→ TASK TO COMPLETE: Copy out each line of the data that contains "laptop".

[Natural language region descriptions]
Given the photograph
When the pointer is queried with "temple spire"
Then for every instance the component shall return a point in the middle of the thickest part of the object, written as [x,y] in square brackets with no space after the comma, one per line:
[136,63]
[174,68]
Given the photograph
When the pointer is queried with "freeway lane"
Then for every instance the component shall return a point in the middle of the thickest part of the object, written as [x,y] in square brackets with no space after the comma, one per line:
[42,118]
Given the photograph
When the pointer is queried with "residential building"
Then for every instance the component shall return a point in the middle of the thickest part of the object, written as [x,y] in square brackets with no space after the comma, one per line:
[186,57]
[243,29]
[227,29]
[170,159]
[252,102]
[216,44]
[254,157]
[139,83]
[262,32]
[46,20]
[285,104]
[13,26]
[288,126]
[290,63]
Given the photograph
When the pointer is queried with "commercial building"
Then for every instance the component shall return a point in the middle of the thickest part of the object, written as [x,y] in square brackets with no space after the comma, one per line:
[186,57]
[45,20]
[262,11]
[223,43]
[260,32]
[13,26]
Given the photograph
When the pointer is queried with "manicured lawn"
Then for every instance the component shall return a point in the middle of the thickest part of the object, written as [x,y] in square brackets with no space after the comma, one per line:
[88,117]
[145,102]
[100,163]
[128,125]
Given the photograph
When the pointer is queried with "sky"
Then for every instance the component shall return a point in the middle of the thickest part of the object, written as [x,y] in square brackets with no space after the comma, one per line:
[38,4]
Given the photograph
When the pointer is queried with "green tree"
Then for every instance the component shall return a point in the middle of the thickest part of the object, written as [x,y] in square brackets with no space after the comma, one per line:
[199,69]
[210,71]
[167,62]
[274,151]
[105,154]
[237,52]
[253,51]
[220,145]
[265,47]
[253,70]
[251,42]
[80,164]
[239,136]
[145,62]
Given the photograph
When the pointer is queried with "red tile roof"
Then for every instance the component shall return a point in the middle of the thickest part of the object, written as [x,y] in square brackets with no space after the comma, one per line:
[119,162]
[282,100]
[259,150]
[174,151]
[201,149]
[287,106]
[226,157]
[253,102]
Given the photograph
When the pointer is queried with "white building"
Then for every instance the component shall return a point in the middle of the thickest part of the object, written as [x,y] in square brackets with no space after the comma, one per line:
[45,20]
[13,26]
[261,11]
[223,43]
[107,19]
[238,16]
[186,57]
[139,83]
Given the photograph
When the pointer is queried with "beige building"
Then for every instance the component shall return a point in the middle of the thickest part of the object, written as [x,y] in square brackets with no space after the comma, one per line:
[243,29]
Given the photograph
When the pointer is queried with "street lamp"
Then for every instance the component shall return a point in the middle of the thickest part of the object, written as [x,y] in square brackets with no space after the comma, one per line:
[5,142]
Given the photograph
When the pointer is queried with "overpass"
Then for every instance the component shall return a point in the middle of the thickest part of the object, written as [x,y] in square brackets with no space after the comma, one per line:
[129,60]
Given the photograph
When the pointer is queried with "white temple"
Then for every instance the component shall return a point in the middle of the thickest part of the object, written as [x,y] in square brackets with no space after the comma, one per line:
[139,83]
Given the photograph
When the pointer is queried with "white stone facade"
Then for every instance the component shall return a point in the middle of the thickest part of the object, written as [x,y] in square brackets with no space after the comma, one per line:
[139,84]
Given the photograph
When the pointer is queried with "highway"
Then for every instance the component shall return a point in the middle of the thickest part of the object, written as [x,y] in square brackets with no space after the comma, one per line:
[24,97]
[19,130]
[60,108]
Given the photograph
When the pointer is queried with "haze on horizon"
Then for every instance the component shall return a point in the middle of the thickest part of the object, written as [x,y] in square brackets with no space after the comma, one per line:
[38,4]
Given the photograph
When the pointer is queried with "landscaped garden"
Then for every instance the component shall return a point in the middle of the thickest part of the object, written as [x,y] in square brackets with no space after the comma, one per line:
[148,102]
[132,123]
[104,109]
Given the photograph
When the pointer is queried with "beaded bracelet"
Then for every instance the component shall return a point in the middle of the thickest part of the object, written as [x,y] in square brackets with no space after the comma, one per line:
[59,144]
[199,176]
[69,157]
...
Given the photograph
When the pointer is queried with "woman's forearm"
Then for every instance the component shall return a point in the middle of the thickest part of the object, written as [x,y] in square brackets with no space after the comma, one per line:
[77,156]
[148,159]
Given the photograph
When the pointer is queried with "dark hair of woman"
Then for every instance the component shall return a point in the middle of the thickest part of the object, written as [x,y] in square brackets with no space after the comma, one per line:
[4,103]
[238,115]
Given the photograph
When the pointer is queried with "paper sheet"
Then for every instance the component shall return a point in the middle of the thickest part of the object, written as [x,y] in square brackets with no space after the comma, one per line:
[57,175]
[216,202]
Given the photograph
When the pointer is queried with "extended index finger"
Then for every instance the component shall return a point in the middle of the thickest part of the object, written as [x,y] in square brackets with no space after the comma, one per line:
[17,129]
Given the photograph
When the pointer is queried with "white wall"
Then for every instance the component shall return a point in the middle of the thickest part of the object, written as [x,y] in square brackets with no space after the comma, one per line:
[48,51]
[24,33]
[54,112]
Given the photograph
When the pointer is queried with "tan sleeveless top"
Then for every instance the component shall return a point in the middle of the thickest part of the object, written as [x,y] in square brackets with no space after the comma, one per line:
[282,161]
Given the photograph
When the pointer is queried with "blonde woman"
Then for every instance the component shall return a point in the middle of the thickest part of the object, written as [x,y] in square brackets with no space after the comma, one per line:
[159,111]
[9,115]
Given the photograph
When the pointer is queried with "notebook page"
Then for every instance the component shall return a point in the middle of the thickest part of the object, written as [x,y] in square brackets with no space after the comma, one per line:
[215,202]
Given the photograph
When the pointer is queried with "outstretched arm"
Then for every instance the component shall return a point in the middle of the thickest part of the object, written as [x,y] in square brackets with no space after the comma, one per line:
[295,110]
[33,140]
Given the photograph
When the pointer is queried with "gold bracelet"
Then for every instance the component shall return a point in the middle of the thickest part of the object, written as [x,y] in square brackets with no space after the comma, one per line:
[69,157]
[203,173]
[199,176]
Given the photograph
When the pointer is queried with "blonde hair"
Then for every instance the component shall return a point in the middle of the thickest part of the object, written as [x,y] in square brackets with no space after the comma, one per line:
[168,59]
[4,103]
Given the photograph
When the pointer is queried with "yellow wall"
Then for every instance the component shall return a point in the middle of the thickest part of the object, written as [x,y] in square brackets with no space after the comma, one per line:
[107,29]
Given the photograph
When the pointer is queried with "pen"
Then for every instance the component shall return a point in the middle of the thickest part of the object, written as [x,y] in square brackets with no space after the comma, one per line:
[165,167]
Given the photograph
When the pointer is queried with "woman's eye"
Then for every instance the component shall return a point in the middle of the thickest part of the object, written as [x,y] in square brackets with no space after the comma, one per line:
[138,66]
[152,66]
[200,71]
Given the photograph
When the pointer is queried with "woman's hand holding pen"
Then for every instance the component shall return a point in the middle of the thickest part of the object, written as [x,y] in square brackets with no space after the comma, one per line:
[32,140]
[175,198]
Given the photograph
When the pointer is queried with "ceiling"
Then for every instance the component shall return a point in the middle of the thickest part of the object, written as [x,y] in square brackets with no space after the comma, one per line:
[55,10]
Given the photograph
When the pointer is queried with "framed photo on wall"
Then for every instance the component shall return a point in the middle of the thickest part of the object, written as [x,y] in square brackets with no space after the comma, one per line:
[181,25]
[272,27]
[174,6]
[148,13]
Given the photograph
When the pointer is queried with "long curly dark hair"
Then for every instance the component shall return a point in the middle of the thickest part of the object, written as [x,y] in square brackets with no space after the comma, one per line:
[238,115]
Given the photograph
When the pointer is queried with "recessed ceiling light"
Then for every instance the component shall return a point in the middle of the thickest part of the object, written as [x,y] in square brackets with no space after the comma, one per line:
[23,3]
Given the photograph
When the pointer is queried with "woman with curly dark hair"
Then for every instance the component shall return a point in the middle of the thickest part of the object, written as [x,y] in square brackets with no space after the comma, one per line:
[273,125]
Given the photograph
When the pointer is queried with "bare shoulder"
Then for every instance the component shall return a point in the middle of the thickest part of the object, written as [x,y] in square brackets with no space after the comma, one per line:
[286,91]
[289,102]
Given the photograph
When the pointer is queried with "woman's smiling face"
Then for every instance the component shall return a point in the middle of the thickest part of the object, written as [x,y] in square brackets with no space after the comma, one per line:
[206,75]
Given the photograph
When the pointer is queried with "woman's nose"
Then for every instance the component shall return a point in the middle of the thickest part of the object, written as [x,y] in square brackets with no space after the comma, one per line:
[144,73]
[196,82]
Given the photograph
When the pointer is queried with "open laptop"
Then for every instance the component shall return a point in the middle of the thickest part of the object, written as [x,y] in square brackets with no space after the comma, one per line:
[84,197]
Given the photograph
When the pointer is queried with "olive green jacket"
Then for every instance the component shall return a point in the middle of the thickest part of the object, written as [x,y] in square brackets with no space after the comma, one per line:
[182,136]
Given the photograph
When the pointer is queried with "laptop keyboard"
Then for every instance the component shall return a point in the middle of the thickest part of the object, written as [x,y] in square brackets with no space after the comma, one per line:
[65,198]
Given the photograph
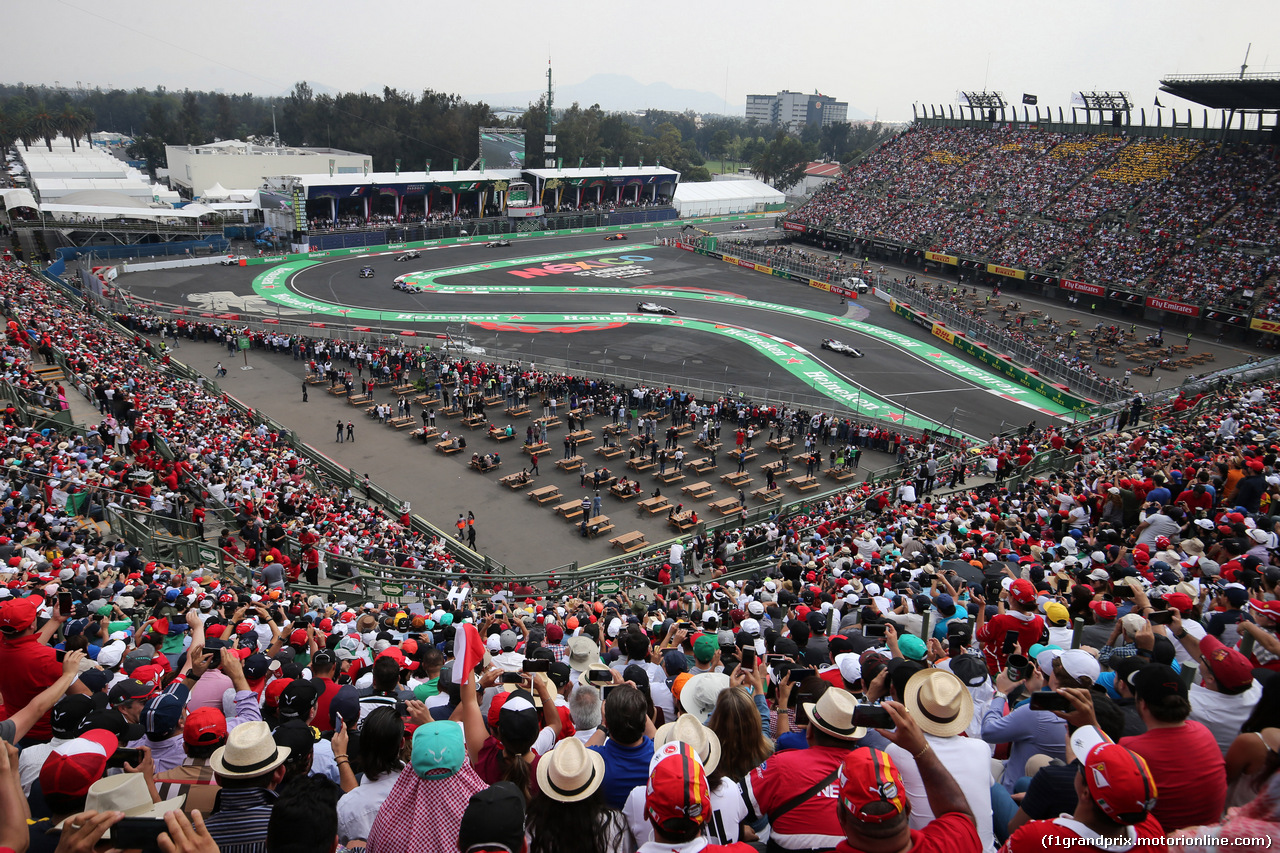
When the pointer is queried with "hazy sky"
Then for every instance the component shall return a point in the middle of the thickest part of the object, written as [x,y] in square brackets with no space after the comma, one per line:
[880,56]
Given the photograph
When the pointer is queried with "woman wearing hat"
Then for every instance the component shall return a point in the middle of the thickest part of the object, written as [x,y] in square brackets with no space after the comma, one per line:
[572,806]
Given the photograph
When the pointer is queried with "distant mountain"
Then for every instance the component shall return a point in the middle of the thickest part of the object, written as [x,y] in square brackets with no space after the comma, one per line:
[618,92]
---
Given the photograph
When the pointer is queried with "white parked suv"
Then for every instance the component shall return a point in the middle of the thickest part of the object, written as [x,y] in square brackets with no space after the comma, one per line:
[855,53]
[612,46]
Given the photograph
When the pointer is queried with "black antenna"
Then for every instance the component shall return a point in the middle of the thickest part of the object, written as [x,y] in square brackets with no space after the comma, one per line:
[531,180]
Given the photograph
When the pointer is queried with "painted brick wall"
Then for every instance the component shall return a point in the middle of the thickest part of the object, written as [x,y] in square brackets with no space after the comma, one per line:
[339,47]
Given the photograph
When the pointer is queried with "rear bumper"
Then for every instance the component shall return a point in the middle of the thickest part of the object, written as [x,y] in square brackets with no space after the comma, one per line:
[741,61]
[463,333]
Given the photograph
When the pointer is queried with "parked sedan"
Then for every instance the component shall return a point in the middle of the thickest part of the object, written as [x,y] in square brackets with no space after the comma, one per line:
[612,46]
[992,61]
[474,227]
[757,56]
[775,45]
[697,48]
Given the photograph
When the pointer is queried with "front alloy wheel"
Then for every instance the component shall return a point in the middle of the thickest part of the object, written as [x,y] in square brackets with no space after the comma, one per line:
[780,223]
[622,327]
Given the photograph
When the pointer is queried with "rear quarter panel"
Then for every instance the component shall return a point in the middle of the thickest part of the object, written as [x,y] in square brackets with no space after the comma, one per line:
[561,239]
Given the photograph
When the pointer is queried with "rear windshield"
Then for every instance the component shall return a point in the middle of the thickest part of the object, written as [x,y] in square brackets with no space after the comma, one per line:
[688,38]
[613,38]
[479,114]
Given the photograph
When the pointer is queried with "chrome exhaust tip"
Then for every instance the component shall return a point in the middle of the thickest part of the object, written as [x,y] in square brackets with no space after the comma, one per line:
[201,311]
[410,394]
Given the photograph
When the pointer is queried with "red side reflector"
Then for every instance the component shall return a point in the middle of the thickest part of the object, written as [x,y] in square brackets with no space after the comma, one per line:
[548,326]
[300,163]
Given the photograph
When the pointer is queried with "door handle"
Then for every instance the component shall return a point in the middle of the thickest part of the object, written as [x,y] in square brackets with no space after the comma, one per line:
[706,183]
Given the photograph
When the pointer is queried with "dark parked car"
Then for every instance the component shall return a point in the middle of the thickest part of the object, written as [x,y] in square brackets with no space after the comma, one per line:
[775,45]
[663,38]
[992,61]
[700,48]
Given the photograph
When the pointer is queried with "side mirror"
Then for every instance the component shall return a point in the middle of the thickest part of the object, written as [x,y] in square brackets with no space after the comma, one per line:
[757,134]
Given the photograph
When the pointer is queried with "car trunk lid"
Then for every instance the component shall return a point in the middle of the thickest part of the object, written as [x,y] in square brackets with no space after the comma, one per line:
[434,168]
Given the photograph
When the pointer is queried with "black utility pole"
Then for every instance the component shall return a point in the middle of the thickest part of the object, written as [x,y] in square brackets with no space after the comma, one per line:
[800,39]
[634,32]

→ RESPONSE TO THIS EXERCISE:
When the pointer is queried with "open laptop"
When the pointer is queried with "laptop keyboard"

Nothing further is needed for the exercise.